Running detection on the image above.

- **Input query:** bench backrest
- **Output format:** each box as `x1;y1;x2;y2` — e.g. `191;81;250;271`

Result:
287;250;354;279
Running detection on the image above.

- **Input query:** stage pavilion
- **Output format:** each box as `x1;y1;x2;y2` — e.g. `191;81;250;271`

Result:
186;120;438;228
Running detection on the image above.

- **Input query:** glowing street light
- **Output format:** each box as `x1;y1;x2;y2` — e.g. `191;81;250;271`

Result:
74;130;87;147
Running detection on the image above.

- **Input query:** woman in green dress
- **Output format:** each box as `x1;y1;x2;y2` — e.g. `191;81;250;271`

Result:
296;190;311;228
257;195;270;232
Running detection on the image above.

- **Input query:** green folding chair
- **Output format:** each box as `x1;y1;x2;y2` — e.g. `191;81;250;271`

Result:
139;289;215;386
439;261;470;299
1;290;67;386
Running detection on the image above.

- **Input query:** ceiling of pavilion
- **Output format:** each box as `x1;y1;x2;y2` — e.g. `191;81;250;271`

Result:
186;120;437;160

● ● ● ● ●

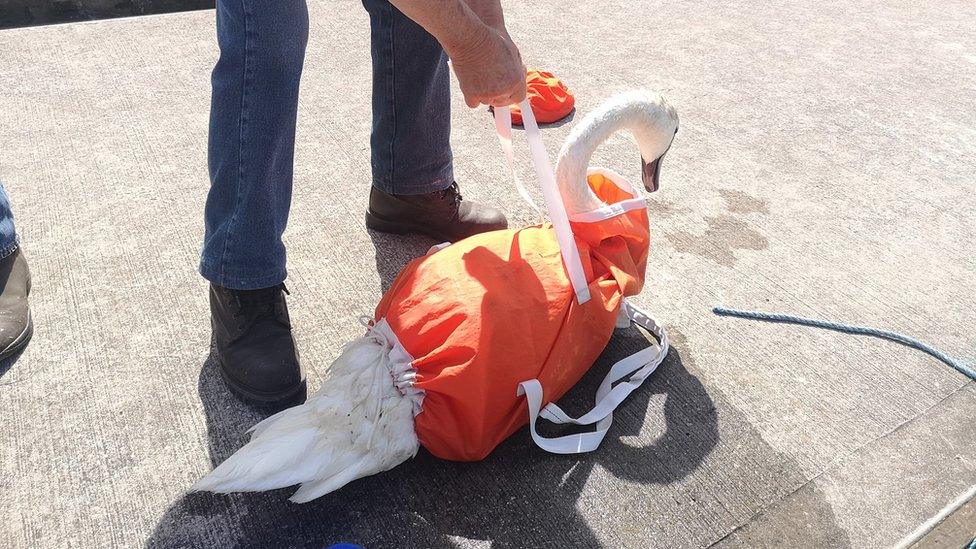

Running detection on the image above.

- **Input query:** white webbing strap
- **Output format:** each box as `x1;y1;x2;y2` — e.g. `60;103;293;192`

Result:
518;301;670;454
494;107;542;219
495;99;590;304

● ● ● ● ●

COSA FARE -> Per favore, estrai dai dati qui sopra tutte le righe in cui compare la parola "green". Fai distinzione tra maiuscole e minuscole.

RISULTATO ESERCIZIO ->
- **Input query:** woman in green dress
- **Input query:** green folding chair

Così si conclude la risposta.